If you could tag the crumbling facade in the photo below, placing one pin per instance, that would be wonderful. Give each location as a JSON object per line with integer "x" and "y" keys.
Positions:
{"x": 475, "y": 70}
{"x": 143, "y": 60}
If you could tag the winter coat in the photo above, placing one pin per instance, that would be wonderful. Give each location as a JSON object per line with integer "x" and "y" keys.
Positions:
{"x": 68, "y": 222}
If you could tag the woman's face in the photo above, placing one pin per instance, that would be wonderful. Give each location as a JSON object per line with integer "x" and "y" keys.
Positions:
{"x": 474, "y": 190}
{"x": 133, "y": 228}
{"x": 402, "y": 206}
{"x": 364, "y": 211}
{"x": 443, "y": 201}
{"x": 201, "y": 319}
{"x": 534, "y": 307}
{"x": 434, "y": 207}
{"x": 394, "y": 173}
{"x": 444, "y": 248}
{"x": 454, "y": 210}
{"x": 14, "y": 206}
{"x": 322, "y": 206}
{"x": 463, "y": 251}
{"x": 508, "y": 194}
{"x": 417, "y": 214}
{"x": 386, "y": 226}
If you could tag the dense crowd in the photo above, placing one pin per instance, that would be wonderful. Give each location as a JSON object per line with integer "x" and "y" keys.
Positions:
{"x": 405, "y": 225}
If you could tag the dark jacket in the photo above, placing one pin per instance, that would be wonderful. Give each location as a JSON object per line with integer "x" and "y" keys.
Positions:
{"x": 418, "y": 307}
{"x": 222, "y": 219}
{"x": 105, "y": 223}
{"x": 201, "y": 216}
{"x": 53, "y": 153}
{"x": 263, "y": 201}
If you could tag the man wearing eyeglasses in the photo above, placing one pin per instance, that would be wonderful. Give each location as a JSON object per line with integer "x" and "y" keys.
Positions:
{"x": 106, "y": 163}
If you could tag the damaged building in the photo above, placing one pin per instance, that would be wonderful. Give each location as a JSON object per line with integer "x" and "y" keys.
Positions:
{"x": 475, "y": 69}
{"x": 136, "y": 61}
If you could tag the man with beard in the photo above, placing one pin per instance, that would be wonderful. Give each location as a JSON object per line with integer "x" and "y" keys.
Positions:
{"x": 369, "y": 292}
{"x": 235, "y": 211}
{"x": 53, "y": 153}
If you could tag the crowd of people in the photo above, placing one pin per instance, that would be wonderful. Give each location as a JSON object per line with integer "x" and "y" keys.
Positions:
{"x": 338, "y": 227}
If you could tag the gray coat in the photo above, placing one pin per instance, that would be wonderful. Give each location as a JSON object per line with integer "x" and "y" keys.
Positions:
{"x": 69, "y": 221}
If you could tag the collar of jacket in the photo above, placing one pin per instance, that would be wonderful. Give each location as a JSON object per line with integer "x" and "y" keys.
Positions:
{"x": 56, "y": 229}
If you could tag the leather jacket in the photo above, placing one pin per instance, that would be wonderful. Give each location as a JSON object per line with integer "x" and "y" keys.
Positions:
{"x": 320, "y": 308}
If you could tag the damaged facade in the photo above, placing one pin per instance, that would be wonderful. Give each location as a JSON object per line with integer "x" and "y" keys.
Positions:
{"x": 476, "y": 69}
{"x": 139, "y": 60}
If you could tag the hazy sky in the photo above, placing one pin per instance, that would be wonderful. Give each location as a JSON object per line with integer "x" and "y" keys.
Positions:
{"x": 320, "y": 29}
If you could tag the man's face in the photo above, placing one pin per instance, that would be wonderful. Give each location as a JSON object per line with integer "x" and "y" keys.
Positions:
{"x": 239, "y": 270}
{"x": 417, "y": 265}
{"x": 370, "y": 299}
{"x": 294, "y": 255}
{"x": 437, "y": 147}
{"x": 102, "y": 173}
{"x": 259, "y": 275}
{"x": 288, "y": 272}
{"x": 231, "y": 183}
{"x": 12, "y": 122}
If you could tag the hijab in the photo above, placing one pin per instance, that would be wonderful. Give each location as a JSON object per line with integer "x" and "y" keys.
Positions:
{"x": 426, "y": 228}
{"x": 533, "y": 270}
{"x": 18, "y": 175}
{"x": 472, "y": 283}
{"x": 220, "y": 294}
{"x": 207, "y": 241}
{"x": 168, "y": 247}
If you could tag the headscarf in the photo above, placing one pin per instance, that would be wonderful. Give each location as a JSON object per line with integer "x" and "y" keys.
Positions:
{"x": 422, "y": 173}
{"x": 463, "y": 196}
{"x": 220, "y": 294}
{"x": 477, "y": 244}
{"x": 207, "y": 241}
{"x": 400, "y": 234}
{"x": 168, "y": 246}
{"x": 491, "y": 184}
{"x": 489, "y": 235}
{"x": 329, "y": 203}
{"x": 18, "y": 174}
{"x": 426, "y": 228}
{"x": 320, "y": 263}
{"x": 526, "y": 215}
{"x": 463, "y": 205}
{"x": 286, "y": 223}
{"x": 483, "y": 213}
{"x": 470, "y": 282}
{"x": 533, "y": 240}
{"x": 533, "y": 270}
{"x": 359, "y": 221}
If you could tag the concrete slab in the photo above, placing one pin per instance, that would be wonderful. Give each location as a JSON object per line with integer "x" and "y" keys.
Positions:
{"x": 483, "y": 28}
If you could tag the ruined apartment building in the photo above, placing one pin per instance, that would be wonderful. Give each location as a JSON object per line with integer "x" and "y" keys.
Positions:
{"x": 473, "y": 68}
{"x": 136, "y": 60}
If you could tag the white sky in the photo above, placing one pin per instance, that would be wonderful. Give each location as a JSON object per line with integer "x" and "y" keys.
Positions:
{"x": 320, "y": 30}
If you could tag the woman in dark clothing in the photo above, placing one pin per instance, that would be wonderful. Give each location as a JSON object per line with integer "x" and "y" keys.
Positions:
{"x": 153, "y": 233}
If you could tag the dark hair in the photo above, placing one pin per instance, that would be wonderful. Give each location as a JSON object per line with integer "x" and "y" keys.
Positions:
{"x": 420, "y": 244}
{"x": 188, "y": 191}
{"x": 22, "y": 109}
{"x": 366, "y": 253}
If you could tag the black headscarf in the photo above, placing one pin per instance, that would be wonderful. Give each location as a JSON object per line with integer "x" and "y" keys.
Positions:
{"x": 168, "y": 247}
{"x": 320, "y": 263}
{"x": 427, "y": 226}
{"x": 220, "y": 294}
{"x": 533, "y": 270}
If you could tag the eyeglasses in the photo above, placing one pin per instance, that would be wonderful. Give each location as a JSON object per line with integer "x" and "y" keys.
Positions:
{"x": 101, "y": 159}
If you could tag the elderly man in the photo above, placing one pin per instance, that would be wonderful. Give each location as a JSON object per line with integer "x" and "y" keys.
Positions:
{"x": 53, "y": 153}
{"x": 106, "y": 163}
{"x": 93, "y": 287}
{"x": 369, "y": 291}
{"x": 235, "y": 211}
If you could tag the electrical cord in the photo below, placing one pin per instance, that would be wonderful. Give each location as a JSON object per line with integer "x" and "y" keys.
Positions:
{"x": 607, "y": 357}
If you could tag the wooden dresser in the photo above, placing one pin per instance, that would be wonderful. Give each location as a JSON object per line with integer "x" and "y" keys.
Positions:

# [Action item]
Take the listing above from its first line through the line containing "If you could tag the woman's", and transcribe that stretch exactly, with no other lines.

# [Result]
If you could tag the crumbling facade in the photo below, placing one pin per instance, that would be wonderful. Give each location as a JSON object per line with integer "x" and "y" keys.
Positions:
{"x": 475, "y": 70}
{"x": 143, "y": 60}
If you could tag the winter coat in the photo above, placing one pin per instance, that would be wonderful. Give each location as a JSON object per line with integer "x" and "y" keys.
Positions:
{"x": 68, "y": 222}
If you could tag the woman's face in the photo above, placing one pin per instance, that would be wonderful. Give each location as a JSON object per line with integer "x" and "y" keys.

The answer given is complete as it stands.